▸ **Exercise**: Continue the HHS data breach scraper documentation from its final line, extending the Python API example and the sections after it in the same technical style.

▸ **Text provided**:
Cybersecurity workflow

Security vendors can monitor healthcare breach disclosures, prioritize incidents by affected individuals, and identify covered entities that may need response services.

Lead generation workflow

Legal, insurance, and consulting teams can filter by state or entity name, then combine the results with CRM enrichment and outreach tools.

Tips

  • Start with maxItems: 100 for the newest portal page.
  • Use startPage for older pages when backfilling.
  • Keep scheduled runs conservative; HHS is a public government portal.
  • Use hhsBreachId to de-duplicate records across runs.
  • Use breachSubmissionDate for chronological sorting.

Limitations

The actor extracts the public report table as provided by HHS. If HHS changes JSF component names or the table structure, the actor may need an update. Filters are applied after fetching rows from the portal page, so very narrow filters may require a higher maxItems or startPage strategy.

Integrations

  • Export JSON to a data lake for breach intelligence.
  • Send CSV output to a compliance analyst.
  • Trigger alerts when a new hhsBreachId appears.
  • Join by coveredEntity with enrichment providers.
  • Use the Apify API to feed dashboards.

API usage with Node.js

import { ApifyClient } from 'apify-client';
const client = new ApifyClient({ token: process.env.APIFY_TOKEN });
const run = await client.actor('automation-lab/hhs-data-breach-scraper').call({
maxItems: 100,
includeWebDescription: true
});
console.log(run.defaultDatasetId);

API usage with Python

from apify_client import ApifyClient
import os
client = ApifyClient(os.environ['APIFY_TOKEN'])
run = client.actor('automation-lab/hhs-data-breach-scraper').call(run_input={
'maxItems': 100,
'includeWebDescription': True,
})

▸ **Supplied records**:
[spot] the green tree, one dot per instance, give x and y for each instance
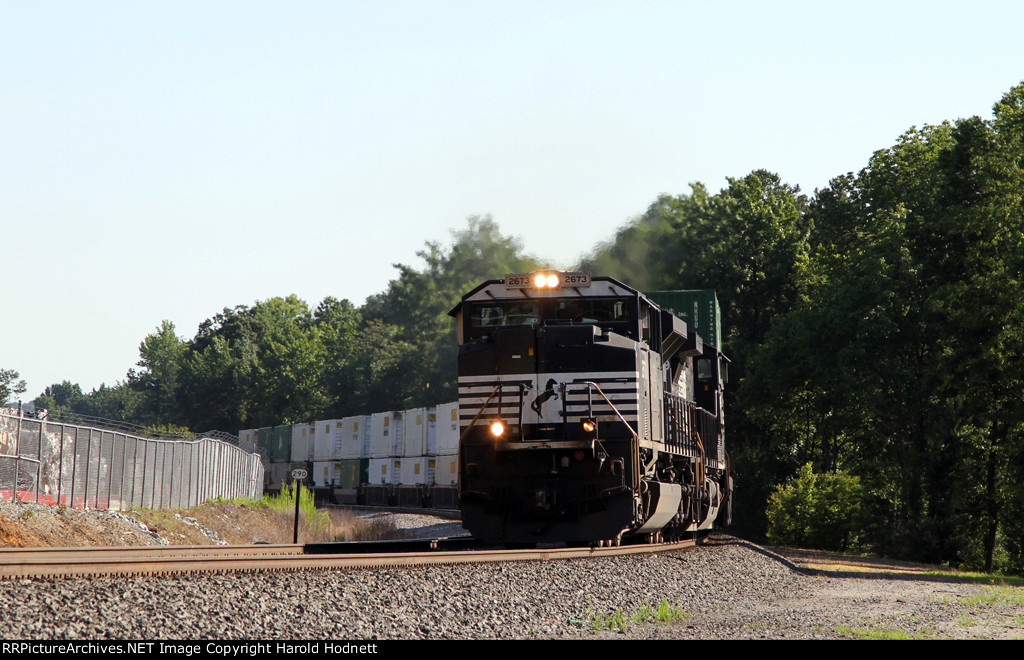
(418, 302)
(59, 397)
(10, 385)
(161, 358)
(819, 511)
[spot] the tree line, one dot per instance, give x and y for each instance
(875, 328)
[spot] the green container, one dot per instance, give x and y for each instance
(282, 444)
(697, 307)
(264, 443)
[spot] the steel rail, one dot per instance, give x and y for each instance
(217, 559)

▸ **Answer for this exercise**:
print(run['defaultDatasetId'])

API usage with cURL

curl -X POST "https://api.apify.com/v2/acts/automation-lab~hhs-data-breach-scraper/runs?token=$APIFY_TOKEN" \
-H 'Content-Type: application/json' \
-d '{"maxItems":100,"includeWebDescription":true}'

MCP usage

Use this actor from Apify MCP with:

https://mcp.apify.com/?tools=automation-lab/hhs-data-breach-scraper

Claude Code setup:

$claude mcp add apify-hhs-breaches https://mcp.apify.com/?tools=automation-lab/hhs-data-breach-scraper

Claude Desktop JSON config:

{
"mcpServers": {
"apify-hhs-breaches": {
"url": "https://mcp.apify.com/?tools=automation-lab/hhs-data-breach-scraper"
}
}
}

Example prompts:

  • "Run the HHS data breach scraper for the newest 100 reports and summarize the largest incidents."
  • "Find California HIPAA breach reports from the latest HHS OCR page."
  • "Compare today's HHS breach IDs with yesterday's dataset."

Dataset exports

Apify datasets can be downloaded as JSON, CSV, Excel, XML, RSS, or HTML. For recurring monitoring, use the dataset API and store the latest hhsBreachId values in your own system.

Legality and responsible use

This actor collects publicly available government records from the HHS OCR Breach Portal. Always use the data responsibly and follow applicable privacy, compliance, and outreach rules. The actor does not bypass access controls or collect private account data.

Troubleshooting

If a run returns fewer items than expected, increase maxItems or remove narrow filters. If HHS changes its JSF table, open an issue with the run ID and logs so the extractor can be updated.

Automation Lab also builds public-data and compliance-focused Apify actors. Use this actor alongside future security-header, trust-center, privacy, and government-record scrapers for broader risk monitoring.

FAQ

Does this actor need proxies?

No proxy is required for the public HHS OCR report table in normal operation.

Can it scrape all historical rows?

Yes, use a higher maxItems value. The actor paginates the PrimeFaces report table in 100-row batches.

Can I filter by state?

Yes. Set state to a two-letter abbreviation such as CA or TX.

Can I monitor only new breaches?

Yes. Schedule the actor and compare new runs against previously stored hhsBreachId values.

Is this official HHS data?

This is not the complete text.